Written instruction: Copy the following lines of the data verbatim, starting at the line that contains "Mark each instance of the child's" and ending after the line that contains "x=239 y=342".

Data section:

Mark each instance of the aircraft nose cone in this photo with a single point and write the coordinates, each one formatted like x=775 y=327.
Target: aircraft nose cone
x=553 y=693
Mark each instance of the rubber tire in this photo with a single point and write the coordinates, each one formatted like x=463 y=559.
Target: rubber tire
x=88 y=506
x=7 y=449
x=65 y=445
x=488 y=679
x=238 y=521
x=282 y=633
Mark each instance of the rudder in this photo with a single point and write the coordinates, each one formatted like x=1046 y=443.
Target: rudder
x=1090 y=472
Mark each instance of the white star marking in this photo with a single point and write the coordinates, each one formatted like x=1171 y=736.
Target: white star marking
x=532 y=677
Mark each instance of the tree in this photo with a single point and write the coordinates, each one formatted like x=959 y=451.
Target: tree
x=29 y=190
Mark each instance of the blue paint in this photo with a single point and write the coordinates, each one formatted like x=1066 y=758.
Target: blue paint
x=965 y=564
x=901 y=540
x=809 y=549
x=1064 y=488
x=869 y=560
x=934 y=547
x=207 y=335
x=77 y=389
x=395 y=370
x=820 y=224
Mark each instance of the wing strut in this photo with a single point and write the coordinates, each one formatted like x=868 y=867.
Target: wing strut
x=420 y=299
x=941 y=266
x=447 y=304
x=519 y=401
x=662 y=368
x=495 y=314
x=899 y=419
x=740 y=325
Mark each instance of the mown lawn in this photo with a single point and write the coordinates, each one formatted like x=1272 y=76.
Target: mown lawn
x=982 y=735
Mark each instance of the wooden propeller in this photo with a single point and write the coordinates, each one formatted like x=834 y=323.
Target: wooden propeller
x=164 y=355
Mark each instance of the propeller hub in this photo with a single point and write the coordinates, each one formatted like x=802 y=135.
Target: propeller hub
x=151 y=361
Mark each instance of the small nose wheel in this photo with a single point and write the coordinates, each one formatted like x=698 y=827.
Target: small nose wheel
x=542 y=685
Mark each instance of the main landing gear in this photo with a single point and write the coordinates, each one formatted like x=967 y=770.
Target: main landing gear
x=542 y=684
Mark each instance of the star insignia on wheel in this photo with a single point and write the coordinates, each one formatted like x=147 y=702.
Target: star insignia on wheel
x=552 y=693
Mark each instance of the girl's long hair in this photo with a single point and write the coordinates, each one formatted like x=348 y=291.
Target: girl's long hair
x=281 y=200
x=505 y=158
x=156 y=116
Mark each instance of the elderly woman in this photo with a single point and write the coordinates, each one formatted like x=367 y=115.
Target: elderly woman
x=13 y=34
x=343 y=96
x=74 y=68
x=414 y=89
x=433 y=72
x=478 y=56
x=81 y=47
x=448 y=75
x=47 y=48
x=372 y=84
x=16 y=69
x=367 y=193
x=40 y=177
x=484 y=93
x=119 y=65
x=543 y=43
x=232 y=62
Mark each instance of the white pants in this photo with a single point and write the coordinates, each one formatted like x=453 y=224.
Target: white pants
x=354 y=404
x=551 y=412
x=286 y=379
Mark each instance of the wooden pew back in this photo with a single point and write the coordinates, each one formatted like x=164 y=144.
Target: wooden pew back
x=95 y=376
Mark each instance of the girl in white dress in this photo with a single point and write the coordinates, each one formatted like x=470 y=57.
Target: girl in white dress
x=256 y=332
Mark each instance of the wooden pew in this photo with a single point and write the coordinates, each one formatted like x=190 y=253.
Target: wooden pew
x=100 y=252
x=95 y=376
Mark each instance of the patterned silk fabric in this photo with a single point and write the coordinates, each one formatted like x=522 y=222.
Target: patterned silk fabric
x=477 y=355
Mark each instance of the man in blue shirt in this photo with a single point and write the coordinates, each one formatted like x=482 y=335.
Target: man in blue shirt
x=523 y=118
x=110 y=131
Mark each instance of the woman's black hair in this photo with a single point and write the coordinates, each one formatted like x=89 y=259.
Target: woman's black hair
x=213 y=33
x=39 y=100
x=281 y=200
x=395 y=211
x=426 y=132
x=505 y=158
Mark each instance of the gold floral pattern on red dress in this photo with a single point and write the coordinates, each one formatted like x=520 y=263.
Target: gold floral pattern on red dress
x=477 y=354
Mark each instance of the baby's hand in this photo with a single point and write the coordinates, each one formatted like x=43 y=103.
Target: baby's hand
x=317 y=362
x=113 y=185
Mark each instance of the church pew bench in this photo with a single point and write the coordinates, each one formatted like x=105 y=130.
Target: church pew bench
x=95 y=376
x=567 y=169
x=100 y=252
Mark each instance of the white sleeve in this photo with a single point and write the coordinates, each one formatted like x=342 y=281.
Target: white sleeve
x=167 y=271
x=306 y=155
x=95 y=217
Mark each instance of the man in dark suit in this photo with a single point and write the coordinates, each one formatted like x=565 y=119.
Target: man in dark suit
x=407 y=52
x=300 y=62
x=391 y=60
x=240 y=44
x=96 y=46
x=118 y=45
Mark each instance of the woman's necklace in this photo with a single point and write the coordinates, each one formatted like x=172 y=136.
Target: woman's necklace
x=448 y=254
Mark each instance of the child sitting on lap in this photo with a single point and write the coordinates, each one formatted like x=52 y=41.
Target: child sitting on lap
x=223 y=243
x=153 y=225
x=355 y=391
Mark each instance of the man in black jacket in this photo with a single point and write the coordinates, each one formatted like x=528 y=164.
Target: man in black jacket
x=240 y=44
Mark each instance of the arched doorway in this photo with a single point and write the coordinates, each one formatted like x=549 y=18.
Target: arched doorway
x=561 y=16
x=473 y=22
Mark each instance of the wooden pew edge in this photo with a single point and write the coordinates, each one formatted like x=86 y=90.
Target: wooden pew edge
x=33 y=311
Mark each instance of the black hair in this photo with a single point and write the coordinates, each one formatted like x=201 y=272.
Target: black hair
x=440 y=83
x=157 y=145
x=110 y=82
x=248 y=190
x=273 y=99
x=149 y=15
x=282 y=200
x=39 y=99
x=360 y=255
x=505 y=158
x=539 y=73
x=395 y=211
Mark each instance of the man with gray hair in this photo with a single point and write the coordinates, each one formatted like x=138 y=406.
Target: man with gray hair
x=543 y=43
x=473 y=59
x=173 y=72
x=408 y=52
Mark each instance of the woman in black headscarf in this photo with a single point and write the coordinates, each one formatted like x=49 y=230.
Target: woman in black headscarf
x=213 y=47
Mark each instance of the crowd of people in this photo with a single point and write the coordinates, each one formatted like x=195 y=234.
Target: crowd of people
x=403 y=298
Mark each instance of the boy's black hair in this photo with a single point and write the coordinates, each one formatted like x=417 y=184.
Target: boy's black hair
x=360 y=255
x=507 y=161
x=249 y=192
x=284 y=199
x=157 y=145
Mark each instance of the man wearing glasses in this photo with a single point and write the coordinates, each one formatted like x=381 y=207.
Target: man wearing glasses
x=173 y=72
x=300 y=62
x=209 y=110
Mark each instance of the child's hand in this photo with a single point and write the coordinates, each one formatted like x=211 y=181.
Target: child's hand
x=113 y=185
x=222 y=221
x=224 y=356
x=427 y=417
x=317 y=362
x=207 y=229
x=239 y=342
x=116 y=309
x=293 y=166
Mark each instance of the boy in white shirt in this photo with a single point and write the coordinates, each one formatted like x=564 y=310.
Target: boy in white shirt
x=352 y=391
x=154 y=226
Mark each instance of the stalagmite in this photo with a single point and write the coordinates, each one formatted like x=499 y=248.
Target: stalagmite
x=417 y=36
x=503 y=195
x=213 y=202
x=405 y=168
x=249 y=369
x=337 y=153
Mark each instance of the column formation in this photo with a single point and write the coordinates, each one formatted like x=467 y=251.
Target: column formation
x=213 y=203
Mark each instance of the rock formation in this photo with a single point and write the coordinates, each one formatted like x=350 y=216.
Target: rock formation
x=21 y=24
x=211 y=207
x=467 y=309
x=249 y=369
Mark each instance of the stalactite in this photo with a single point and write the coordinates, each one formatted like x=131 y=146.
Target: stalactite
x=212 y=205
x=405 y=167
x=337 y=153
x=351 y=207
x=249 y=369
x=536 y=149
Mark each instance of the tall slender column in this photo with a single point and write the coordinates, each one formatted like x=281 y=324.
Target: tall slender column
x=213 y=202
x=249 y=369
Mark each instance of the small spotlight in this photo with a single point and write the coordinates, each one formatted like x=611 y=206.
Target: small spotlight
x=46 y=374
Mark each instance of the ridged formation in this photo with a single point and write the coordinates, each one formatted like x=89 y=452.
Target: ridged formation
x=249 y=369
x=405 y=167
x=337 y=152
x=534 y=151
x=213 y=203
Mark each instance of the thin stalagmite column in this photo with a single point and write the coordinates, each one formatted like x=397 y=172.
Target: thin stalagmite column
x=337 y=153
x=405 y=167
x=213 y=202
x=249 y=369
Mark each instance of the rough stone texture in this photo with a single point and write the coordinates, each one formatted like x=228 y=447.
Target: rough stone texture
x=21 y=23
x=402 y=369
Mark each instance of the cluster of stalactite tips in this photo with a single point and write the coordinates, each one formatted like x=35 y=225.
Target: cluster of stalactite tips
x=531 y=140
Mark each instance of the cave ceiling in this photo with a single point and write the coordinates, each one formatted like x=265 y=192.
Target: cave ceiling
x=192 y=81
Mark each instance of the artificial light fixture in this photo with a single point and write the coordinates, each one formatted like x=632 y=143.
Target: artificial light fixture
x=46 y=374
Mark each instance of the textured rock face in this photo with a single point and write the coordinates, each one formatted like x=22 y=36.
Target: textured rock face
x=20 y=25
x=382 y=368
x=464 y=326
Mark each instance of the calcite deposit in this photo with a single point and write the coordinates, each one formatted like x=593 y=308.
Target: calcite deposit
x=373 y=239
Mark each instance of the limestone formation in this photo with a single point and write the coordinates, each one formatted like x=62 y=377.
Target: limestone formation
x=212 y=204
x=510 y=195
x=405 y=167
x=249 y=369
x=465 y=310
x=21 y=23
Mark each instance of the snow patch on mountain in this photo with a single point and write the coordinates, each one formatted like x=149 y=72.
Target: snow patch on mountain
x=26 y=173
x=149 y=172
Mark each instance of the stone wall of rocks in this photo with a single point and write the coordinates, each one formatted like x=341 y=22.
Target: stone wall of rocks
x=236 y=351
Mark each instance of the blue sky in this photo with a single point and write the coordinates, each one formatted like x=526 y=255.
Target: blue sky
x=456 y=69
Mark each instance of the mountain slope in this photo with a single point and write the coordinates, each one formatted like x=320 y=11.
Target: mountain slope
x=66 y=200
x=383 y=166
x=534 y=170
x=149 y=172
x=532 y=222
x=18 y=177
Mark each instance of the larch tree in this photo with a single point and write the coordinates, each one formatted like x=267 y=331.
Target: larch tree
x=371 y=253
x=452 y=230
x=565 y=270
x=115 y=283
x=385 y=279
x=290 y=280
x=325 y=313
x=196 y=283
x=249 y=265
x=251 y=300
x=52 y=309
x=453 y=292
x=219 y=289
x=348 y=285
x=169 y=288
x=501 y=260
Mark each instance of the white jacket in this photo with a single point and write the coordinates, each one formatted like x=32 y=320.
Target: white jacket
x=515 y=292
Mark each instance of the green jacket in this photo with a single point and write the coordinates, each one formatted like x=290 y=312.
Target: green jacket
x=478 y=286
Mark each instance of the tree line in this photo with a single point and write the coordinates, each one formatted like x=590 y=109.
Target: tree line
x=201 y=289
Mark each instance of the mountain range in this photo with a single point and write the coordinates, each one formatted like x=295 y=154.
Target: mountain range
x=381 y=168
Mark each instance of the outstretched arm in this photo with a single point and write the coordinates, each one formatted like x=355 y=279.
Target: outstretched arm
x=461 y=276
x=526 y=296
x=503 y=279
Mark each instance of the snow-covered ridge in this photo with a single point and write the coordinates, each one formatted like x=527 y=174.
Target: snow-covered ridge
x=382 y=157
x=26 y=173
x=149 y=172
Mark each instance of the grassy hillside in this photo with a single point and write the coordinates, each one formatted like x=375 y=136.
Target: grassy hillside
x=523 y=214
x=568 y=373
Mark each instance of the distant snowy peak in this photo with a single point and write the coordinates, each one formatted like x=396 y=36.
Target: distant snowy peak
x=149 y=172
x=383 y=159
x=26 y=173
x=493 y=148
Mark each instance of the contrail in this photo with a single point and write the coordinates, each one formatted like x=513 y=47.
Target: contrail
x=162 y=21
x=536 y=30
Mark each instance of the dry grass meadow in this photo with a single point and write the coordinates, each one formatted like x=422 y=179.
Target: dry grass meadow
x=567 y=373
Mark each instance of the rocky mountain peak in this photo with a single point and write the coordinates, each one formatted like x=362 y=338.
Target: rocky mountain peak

Output below:
Mark each instance of the child's hand in this photo with a single point and write the coordinates, each one formatted like x=211 y=181.
Target: child's hand
x=113 y=185
x=222 y=221
x=224 y=356
x=427 y=417
x=317 y=362
x=207 y=229
x=239 y=342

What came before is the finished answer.